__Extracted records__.
** Start **
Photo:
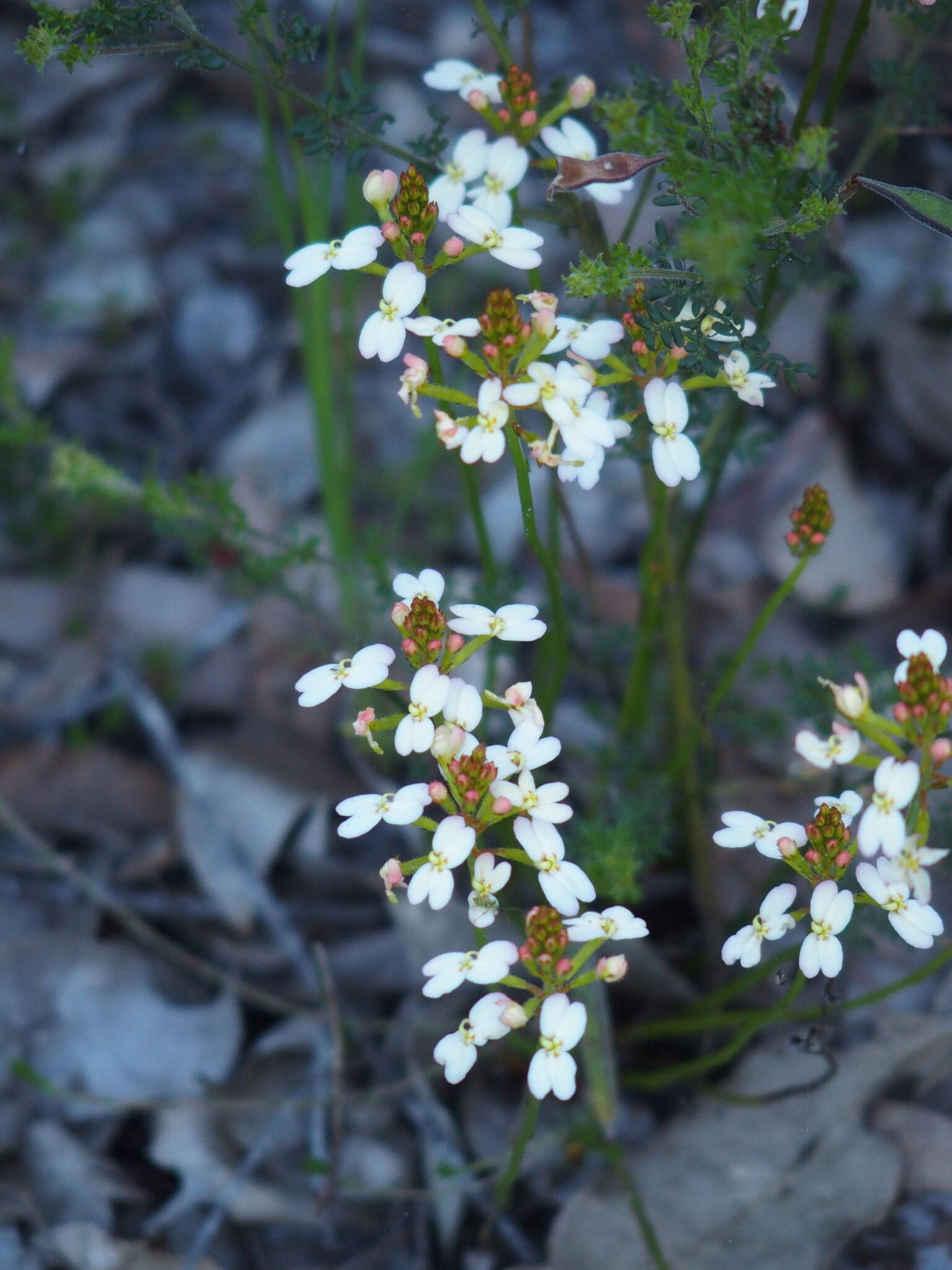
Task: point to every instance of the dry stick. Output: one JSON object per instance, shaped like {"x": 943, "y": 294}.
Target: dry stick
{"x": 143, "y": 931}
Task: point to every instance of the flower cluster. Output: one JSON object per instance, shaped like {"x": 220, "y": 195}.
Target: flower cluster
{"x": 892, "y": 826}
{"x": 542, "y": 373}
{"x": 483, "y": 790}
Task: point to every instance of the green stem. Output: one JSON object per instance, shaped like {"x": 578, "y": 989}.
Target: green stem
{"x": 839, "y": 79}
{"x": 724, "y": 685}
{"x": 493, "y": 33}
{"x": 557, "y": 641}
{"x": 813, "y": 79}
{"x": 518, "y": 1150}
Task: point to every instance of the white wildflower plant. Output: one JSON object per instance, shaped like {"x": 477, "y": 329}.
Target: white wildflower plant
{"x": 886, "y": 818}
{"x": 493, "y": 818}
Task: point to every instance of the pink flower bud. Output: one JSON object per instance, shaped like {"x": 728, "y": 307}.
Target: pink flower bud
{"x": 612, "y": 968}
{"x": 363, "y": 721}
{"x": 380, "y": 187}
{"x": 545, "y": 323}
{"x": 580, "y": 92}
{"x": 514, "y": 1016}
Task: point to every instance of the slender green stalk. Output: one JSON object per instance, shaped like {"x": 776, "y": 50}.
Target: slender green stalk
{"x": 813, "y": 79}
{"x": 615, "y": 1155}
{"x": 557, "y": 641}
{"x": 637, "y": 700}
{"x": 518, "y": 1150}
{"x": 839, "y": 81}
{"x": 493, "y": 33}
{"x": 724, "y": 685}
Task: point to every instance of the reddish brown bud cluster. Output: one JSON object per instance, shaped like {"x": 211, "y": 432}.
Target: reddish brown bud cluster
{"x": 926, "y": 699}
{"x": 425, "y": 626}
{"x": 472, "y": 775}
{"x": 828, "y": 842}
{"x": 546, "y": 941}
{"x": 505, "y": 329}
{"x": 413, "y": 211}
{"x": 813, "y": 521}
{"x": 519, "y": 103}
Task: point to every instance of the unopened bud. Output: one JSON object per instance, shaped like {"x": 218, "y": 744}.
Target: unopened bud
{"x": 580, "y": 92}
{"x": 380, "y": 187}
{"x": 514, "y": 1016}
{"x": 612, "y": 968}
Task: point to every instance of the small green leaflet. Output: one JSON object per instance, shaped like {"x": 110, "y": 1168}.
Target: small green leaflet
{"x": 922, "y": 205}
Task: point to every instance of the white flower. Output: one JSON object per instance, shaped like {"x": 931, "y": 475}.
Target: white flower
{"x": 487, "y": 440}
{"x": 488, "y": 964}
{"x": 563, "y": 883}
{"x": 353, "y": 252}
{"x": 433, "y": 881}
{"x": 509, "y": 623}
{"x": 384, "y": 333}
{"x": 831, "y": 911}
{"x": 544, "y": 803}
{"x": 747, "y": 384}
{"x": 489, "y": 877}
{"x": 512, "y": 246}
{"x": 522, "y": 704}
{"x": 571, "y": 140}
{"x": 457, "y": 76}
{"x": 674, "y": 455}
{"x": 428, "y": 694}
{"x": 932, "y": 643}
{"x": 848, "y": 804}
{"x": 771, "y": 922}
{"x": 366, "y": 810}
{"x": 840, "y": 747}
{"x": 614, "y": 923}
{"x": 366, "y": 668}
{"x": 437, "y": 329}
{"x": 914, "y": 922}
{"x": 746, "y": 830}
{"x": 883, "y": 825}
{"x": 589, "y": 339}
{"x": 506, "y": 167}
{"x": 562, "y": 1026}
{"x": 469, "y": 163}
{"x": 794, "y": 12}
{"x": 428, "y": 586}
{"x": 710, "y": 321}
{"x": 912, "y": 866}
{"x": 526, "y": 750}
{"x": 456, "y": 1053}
** End **
__INSTRUCTION__. Transcribe the listing in full. Omit the pictures and keep every line exact.

__FULL OUTPUT__.
Photo:
Task: point to every instance of the dry stick. Output: one JSON object per instance, shaped like {"x": 943, "y": 294}.
Target: dry stick
{"x": 143, "y": 931}
Task: point to every instance of the flower cluster. Output: one JSON object per instance, shaped like {"x": 220, "y": 195}.
Target: flower cluster
{"x": 892, "y": 826}
{"x": 542, "y": 373}
{"x": 483, "y": 790}
Task: point to every instance of the green stem. Output: one JSON object per instance, shaped like {"x": 578, "y": 989}.
Target: green stem
{"x": 839, "y": 79}
{"x": 724, "y": 685}
{"x": 493, "y": 33}
{"x": 557, "y": 641}
{"x": 813, "y": 79}
{"x": 518, "y": 1150}
Task: point to every instance of the white wildflower plant. Output: one JSON object per instance, shaped like {"x": 477, "y": 329}.
Target: white wildflower plant
{"x": 886, "y": 818}
{"x": 493, "y": 818}
Task: point to every instance of the pink flower bud. Output: one JSON object per instance, shaped like {"x": 728, "y": 307}.
Target: pink flower bud
{"x": 612, "y": 968}
{"x": 363, "y": 721}
{"x": 380, "y": 187}
{"x": 545, "y": 323}
{"x": 580, "y": 92}
{"x": 514, "y": 1016}
Task: point to every instance of the slender green stalk. Output: one JSON object per instance, shaped like {"x": 776, "y": 50}.
Target: slender green stalk
{"x": 813, "y": 79}
{"x": 615, "y": 1155}
{"x": 557, "y": 641}
{"x": 637, "y": 700}
{"x": 518, "y": 1150}
{"x": 839, "y": 81}
{"x": 493, "y": 33}
{"x": 724, "y": 685}
Task: point to every instance of the reddish brown bud cluster. Output: one JSON object per instance, shaped like {"x": 211, "y": 432}.
Target: reddish brown bud cluster
{"x": 926, "y": 699}
{"x": 425, "y": 626}
{"x": 472, "y": 775}
{"x": 828, "y": 842}
{"x": 546, "y": 941}
{"x": 505, "y": 329}
{"x": 413, "y": 211}
{"x": 813, "y": 521}
{"x": 519, "y": 103}
Task: point to every instance of the unopened bud. Output: one JSON object per instance, shaped like {"x": 218, "y": 744}.
Target: unopened bud
{"x": 580, "y": 92}
{"x": 380, "y": 187}
{"x": 514, "y": 1016}
{"x": 612, "y": 968}
Task: point to every instance of the small green leaflet. Output: one JSON object per instance, shaped like {"x": 110, "y": 1168}.
Target: small green leaflet
{"x": 922, "y": 205}
Task: point to every instance of the white flower. Output: one JSON object per instance, shaped like {"x": 931, "y": 475}.
Target: white flower
{"x": 487, "y": 440}
{"x": 488, "y": 964}
{"x": 563, "y": 883}
{"x": 353, "y": 252}
{"x": 433, "y": 881}
{"x": 509, "y": 623}
{"x": 384, "y": 333}
{"x": 831, "y": 911}
{"x": 544, "y": 803}
{"x": 747, "y": 384}
{"x": 489, "y": 877}
{"x": 512, "y": 246}
{"x": 522, "y": 704}
{"x": 571, "y": 140}
{"x": 457, "y": 76}
{"x": 674, "y": 455}
{"x": 428, "y": 694}
{"x": 932, "y": 643}
{"x": 848, "y": 804}
{"x": 771, "y": 922}
{"x": 366, "y": 810}
{"x": 840, "y": 747}
{"x": 614, "y": 923}
{"x": 366, "y": 668}
{"x": 437, "y": 329}
{"x": 914, "y": 922}
{"x": 746, "y": 830}
{"x": 883, "y": 825}
{"x": 589, "y": 339}
{"x": 506, "y": 167}
{"x": 562, "y": 1026}
{"x": 469, "y": 163}
{"x": 794, "y": 12}
{"x": 428, "y": 586}
{"x": 710, "y": 321}
{"x": 912, "y": 866}
{"x": 526, "y": 750}
{"x": 456, "y": 1053}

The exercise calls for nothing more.